TASK REQUIREMENTS - Write out the part of the discussion below on survival pressure and mental health, starting at "Some pressure is" and ending at "have clarified that.", with every word and mark unchanged.

EXCERPTED PASSAGE -
Unsure if the desire to not be homeless can be classified as psychosis.

Living under its constant threat sure is bad for the ol MH tho isn't it.

The pathology is that we have this system in the first place.

No, living under survival pressure is good for mental health. It's what we're evolved to do. Why does it feel good to crack a tough bug, or finish a project, or win a game? It's the same achievement reward a hunter feels bagging a deer.

Some pressure is good but there's a difference between constant pressure and regular sessions of pressure similar to hunting. I don't think we necessarily evolved to be under constant pressure, I'm not saying it's impossible but humans wouldn't thrive under constant pressure, we'd never have had the time to evolve language or the intelect under constant pressure.

I know lots of people struggling to get by and I can assure you their situation doesn't improve their mental health.

Agreed, struggling and not ever winning is bad, I should have clarified that.

You realize that's literally what we're talking about -- a permanent underclass that is never permitted to win?

COLLECTED DATA -
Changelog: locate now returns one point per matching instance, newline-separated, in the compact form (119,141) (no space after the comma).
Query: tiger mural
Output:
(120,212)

OUTPUT -
Some pressure is good but there's a difference between constant pressure and regular sessions of pressure similar to hunting. I don't think we necessarily evolved to be under constant pressure, I'm not saying it's impossible but humans wouldn't thrive under constant pressure, we'd never have had the time to evolve language or the intelect under constant pressure.

I know lots of people struggling to get by and I can assure you their situation doesn't improve their mental health.

Agreed, struggling and not ever winning is bad, I should have clarified that.